▶ [Problem 1]:
Select every line in the records that contains the string "bridge", treating case as significant.

▶ [Excerpted text]:
The Webster Retort
By Stephen Webster
Investigative Reporter
June 23, 2006
Winning the War on Various Uncomfortable Emotions
Did you know that Osama bin Laden said he attacked the United States to get our troops out of Saudi Arabia? Fortunately for him, after 9/11 his whole family was rushed out of the country on orders of the president, and then we withdrew from Saudi Arabia. It was just the start of a brilliantly-conceived, Machiavellian plot to destroy terror and a whole other array of inconvenient emotions. But terror specifically – you know, as a precursor to the War on Frowns.
Did you know that Osama bin Laden also said he wished to do great financial harm to the U.S.? Unfortunately for us, bin Laden successfully flicked this president’s hair trigger. Even though bin Laden and Saddam Hussein were enemies, and there were no safe-harbors for Al Qaeda in Iraq, we went to war there anyway. Because, you know, “This man tried to kill my father” - or - Even though Bush has now twice acknowledged there were no ties whatsoever between Saddam and 9/11, we have willingly fallen into the same tiger trap Osama used to lure the Soviet Union. Our Comrades wasted untold sums and thousands of lives in Afghanistan, back when bin Laden was on the CIA’s payroll. We should take some lessons from history.

▶ [Problem 2]:
Summarize the column above in two sentences.

▶ [Excerpted data]:
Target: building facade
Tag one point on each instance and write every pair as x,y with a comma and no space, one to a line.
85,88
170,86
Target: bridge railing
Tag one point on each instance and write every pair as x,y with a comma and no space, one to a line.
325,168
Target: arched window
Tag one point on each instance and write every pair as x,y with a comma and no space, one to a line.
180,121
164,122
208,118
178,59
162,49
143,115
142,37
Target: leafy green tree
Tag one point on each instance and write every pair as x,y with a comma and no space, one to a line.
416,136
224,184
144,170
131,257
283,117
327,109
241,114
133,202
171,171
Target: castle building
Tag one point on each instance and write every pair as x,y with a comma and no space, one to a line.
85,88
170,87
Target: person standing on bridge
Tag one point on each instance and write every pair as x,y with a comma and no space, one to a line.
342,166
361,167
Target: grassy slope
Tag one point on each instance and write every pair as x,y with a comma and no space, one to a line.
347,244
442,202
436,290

==

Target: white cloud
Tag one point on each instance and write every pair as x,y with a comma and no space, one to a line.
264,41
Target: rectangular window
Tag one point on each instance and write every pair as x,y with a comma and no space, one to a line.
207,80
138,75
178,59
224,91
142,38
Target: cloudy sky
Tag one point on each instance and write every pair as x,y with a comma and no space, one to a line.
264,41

==

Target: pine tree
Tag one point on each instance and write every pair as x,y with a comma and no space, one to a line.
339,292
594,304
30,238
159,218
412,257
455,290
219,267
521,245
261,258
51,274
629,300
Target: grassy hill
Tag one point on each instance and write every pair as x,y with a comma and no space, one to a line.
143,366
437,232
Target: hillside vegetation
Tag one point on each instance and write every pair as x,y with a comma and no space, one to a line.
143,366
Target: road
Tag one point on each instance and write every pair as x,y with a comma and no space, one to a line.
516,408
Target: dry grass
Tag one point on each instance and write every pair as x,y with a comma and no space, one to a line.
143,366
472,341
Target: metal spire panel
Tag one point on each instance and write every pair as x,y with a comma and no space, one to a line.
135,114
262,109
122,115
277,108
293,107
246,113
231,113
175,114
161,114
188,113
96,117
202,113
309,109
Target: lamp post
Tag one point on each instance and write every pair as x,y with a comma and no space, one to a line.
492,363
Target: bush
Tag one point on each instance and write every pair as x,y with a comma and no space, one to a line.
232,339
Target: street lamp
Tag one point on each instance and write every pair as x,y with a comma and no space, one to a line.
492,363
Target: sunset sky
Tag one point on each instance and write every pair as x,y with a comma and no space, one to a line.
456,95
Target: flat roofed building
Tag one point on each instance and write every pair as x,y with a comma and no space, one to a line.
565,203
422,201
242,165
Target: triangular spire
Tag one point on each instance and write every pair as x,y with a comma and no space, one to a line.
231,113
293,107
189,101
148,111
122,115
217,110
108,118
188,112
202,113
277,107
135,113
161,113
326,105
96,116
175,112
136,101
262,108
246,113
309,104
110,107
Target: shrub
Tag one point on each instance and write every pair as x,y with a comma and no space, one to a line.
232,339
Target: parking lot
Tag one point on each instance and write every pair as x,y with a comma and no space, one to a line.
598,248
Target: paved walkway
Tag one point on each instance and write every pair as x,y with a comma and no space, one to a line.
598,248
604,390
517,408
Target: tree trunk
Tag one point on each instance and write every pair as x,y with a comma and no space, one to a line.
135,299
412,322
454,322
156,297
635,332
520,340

▶ [Exercise response 1]:
Target: bridge railing
Target: person standing on bridge

▶ [Exercise response 2]:
The column notes that Osama bin Laden said he attacked the United States to get its troops out of Saudi Arabia, and that after 9/11 his family was rushed out of the country on the president's orders before the U.S. withdrew from Saudi Arabia. It argues that by going to war in Iraq, despite no ties between Saddam Hussein and 9/11, the U.S. fell into the same trap bin Laden used to lure the Soviet Union into Afghanistan, and that the country should learn from history.